# [Exercise task]
Pick out every line below that contains the word "green", and copy each one in full. Match the letters' case exactly.

— Start Stored records —

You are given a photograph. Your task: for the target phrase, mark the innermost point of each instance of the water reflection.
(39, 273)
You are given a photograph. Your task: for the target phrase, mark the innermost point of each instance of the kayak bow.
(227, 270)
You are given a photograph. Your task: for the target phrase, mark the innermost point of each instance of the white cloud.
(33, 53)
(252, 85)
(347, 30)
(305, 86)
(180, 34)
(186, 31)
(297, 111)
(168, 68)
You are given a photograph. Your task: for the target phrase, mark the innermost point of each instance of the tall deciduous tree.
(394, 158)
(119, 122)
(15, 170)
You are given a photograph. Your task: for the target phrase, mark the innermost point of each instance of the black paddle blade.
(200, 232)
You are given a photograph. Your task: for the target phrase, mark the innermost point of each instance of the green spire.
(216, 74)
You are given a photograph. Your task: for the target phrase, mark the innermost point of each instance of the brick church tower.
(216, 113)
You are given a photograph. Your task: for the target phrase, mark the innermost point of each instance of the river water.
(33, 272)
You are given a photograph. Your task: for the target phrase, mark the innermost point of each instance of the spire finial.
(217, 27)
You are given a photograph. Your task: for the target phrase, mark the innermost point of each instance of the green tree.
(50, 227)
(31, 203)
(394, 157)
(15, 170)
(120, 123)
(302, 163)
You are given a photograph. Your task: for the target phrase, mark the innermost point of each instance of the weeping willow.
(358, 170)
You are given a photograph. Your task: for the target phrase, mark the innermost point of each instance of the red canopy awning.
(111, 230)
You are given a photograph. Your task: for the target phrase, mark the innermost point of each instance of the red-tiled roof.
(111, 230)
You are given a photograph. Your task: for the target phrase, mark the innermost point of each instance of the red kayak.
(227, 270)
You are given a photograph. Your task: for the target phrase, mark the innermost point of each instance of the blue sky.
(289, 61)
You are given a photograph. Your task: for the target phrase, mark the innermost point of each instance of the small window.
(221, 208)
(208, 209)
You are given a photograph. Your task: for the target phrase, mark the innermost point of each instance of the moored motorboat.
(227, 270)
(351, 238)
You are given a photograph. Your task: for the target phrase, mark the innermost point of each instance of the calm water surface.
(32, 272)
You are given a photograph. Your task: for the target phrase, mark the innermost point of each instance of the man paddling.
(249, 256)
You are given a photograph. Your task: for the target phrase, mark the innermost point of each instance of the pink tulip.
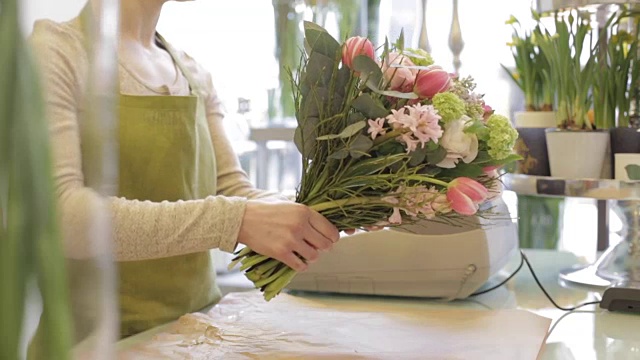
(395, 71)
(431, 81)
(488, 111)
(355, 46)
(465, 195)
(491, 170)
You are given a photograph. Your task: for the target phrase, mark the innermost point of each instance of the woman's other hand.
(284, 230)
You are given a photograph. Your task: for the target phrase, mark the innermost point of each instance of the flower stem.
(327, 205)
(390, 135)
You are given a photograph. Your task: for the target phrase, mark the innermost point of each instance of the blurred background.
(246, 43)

— End Stored records —
— Start Stored records —

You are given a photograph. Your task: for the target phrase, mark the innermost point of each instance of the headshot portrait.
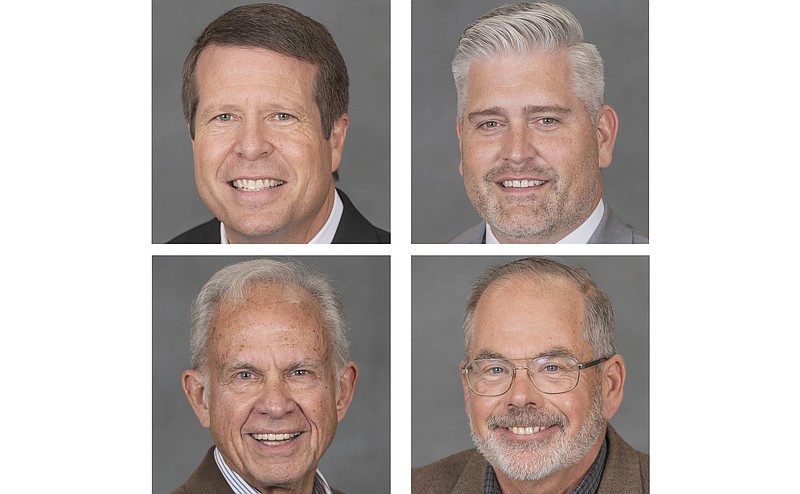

— End Stored records —

# [Correct result]
You are given a photograph. Your task: for the target phrase, mark the innermost point of each instance of the green spire.
You are given a photograph. Your task: for the target phrase, mark the innermost point of each instance of the green tree.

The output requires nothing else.